* **SHORT TASK 1**: Can you show every line of the listing that contains the word "exterior"? Match case exactly.
>> start TEXT SECTION
# Moment generating functions¶

Moments are an important tool in the study of random variables. Moment generating functions are a useful tool related to the moments of random variables. Under certain conditions, there is a one-to-one mapping between random variables and moment generating functions. One example use of mgfs is the computation of a sum of independent random variables. Mgfs do not always exist, an issue that is circumvented by characteristic functions which exist for a much broader class of random variables. Two useful inequalities, the Markov and the Jensen inequalities are presented and proved.

## Moments¶

The moments of a random variable contain useful information about it. In fact, under the following technical conditions, the moments uniquely determine the distribution of the random variable.

Theorem (Uniqueness theorem for moments) Suppose that all moments $$\mathbb{E}(X^k), k = 1, 2, ...$$ of the random variable $$X$$ exist, and that the series

\begin{align} \sum^\infty_{k = 0}\frac{t^k}{k!} \mathbb{E}(X^k), \end{align}

is absolutely convergent for some $$t > 0$$. Then the moments uniquely determine the distribution of $$X$$.

## Covariance and correlation¶

We are often interested in the extent to which two random variables co-vary, a property that is quantified by the their covariance, as defined below.

Definition (Covariance) If $$X$$ and $$Y$$ are random variables, then their covariance is denoted $$\text{cov}(X, Y)$$ and defined as

\begin{align} \text{cov}(X, Y) = \mathbb{E}\left(X - \mathbb{E}(X)\right)\mathbb{E}\left(Y - \mathbb{E}(Y)\right), \end{align}

whenever these expectations exist.
>> end TEXT SECTION
>> start MATERIAL SHOWN
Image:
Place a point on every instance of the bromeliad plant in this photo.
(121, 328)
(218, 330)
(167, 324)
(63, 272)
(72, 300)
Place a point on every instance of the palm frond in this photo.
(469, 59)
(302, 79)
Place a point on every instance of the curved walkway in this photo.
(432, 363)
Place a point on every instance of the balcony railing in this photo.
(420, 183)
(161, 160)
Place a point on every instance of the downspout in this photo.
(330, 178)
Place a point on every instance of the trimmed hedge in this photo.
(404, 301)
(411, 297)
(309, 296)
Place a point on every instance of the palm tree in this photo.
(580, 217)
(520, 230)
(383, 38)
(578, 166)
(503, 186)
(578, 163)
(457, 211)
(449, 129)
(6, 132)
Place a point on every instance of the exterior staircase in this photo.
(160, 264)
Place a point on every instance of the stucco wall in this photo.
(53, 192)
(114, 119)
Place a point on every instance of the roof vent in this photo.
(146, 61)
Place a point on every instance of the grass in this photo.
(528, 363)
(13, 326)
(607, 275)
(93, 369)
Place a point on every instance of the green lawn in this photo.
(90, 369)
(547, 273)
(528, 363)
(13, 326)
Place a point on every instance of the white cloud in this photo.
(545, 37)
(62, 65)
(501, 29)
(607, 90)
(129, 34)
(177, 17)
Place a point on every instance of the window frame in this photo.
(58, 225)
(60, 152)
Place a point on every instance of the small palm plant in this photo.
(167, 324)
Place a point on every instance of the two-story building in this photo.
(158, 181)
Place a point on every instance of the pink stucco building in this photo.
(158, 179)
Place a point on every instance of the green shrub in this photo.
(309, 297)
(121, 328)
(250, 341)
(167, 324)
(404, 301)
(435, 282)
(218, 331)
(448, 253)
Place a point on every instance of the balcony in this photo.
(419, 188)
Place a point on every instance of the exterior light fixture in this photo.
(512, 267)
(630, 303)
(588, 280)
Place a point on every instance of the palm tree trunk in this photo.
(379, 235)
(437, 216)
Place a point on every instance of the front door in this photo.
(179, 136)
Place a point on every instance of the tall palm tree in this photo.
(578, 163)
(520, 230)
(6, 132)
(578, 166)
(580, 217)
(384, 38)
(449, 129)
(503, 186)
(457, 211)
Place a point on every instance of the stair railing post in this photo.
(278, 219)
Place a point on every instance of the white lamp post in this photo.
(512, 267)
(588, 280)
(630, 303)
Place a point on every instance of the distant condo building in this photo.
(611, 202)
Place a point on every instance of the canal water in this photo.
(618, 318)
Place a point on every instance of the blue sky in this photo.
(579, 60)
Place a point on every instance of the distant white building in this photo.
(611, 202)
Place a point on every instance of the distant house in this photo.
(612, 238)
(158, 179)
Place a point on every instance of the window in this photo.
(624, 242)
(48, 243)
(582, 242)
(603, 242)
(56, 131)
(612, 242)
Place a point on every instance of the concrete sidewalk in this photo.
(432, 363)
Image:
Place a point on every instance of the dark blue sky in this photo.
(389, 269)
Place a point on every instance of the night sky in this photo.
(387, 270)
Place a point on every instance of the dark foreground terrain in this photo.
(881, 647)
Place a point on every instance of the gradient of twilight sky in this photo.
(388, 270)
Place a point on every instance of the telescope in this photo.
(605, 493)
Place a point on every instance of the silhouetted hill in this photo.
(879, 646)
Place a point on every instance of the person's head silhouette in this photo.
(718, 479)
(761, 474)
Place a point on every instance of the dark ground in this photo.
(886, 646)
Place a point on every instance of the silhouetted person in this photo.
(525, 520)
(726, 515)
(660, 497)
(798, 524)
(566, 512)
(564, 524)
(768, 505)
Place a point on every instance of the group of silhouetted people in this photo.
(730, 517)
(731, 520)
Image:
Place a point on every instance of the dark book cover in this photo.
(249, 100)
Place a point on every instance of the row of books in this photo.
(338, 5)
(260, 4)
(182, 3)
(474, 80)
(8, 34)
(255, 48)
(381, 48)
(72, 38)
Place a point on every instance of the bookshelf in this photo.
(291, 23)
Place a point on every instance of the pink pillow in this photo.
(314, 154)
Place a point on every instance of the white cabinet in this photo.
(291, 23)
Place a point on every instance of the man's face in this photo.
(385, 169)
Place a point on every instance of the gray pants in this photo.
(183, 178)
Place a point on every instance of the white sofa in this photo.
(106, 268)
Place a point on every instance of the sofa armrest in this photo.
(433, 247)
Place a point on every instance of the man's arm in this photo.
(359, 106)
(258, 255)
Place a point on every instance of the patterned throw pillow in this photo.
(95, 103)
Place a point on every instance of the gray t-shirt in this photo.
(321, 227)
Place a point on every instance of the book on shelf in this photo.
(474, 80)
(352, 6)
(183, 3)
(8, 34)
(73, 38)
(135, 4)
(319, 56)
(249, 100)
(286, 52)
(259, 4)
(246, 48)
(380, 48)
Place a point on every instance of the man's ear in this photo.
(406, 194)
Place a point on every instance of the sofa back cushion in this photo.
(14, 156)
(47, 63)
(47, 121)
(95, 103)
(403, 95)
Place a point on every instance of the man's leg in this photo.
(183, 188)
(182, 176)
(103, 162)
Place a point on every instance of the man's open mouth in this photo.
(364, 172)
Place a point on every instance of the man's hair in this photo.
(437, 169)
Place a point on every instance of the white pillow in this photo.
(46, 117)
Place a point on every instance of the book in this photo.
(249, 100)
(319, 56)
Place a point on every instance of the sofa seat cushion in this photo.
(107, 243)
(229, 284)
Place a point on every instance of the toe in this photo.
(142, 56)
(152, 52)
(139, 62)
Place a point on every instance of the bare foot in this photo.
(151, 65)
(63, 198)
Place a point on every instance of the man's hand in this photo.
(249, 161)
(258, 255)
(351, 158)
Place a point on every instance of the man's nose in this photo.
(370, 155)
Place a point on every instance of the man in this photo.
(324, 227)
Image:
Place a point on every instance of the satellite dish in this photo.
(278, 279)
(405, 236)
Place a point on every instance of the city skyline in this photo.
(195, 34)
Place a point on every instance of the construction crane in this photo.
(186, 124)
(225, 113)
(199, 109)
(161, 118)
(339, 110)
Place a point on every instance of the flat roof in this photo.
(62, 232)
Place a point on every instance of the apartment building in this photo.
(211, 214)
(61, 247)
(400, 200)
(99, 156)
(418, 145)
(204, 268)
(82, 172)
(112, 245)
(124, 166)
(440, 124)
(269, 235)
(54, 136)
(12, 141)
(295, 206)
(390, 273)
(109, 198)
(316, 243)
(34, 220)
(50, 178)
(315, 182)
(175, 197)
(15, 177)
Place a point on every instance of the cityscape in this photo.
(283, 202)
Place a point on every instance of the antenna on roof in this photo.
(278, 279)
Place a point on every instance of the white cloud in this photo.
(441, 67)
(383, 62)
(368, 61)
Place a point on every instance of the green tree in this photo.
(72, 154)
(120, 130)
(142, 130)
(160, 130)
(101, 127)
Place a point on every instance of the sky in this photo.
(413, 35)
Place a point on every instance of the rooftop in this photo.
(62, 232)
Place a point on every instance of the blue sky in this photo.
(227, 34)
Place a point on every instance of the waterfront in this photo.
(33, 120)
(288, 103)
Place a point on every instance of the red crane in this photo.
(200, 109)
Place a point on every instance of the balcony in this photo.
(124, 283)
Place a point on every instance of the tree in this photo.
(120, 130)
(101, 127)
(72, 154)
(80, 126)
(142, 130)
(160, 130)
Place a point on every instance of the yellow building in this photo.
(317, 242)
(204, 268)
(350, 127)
>> end MATERIAL SHOWN
* **SHORT TASK 2**: Could you carry on the moment generating functions text from the point where it stops?

* **FINAL ANSWER 1**:
Place a point on every instance of the exterior staircase in this photo.
Place a point on every instance of the exterior light fixture in this photo.

* **FINAL ANSWER 2**:
Clearly, if we multiply $$X$$ and $$Y$$ by $$a$$ and $$b$$ respectively, their covariance will change by a factor of $$ab$$. We may be interested in a scale-invariant metric of the covariance between two random variables, captured by the correlation coefficient.

Definition (Correlation coefficient) If $$X$$ and $$Y$$ are random variables, then their correlation coefficient is denoted $$\rho(X, Y)$$ and defined as

\begin{align} \rho(X, Y) = \frac{\text{cov}(X, Y)}{\sqrt{\text{var}(X)\text{var}(Y)}}, \end{align}

whenever the covariance and variances exist and $$\text{Var}(X)\text{Var}(Y ) \neq 0$$.

The correlation coefficient of two random variables has absolute value less than or equal to $$1$$, as stated by the following result which is worth bearing in mind.

Theorem (Correlation between $$-1$$ and $$1$$) If $$X$$ and $$Y$$ are random variables, then

\begin{align} -1 \leq \rho(X, Y) \leq 1, \end{align}

whenever this correlation exists.

The above result can be shown quickly from an application of the Cauchy-Schwartz inequality stated and proved below.

Proof: $$-1 \leq \rho(X, Y) \leq 1$$

Given random variables $$X$$ and $$Y$$, define $$U = X - \bar{X}$$ and $$V = Y- \bar{Y}$$. By applying the Cauchy-Schwartz inequality on $$U$$ and $$V$$, we obtain

\begin{align} \frac{\mathbb{E}(UV)^2}{\mathbb{E}(U^2)\mathbb{E}(V^2)} \leq 1. \end{align}

Taking a square root and substituting for $$U$$ and $$V$$ we arrive at the result

\begin{align} -1 \leq \rho(X, Y) \leq 1. \end{align}

Theorem (Cauchy-Schwartz inequality) If $$U$$ and $$V$$ are random variables, then

\begin{align} \mathbb{E}(UV)^2 \leq \mathbb{E}(U^2)\mathbb{E}(V^2), \end{align}

whenever these expectations exist.

Proof: Cauchy-Schwartz inequality

Let $$s \in \mathbb{R}$$ be a real number and $$W = sU + V$$ be a random variable. Then $$W^2 \geq 0$$ and we have

\begin{align} \mathbb{E}(X^2) = a s^2 + b s + c \geq 0, \end{align}

where $$a = \mathbb{E}(U^2)$$, $$b = 2\mathbb{E}(UV)$$ and $$\mathbb{E}(V^2)$$. Since $$\mathbb{E}(W^2) \geq 0$$ holds for all values of $$s$$, then the quadratic above can equal zero at most once - because otherwise it would achieve negative values. Therefore we have

\begin{align} b^2 - 4ac = 4\mathbb{E}(UV)^2 - 4\mathbb{E}(U^2)\mathbb{E}(V^2) \leq 0, \end{align}

from which we arrive at the result

\begin{align} \mathbb{E}(UV)^2 \leq \mathbb{E}(U^2)\mathbb{E}(V^2). \end{align}

## Moment generating functions¶

Since the moments of a random variable uniquely determine its distribution.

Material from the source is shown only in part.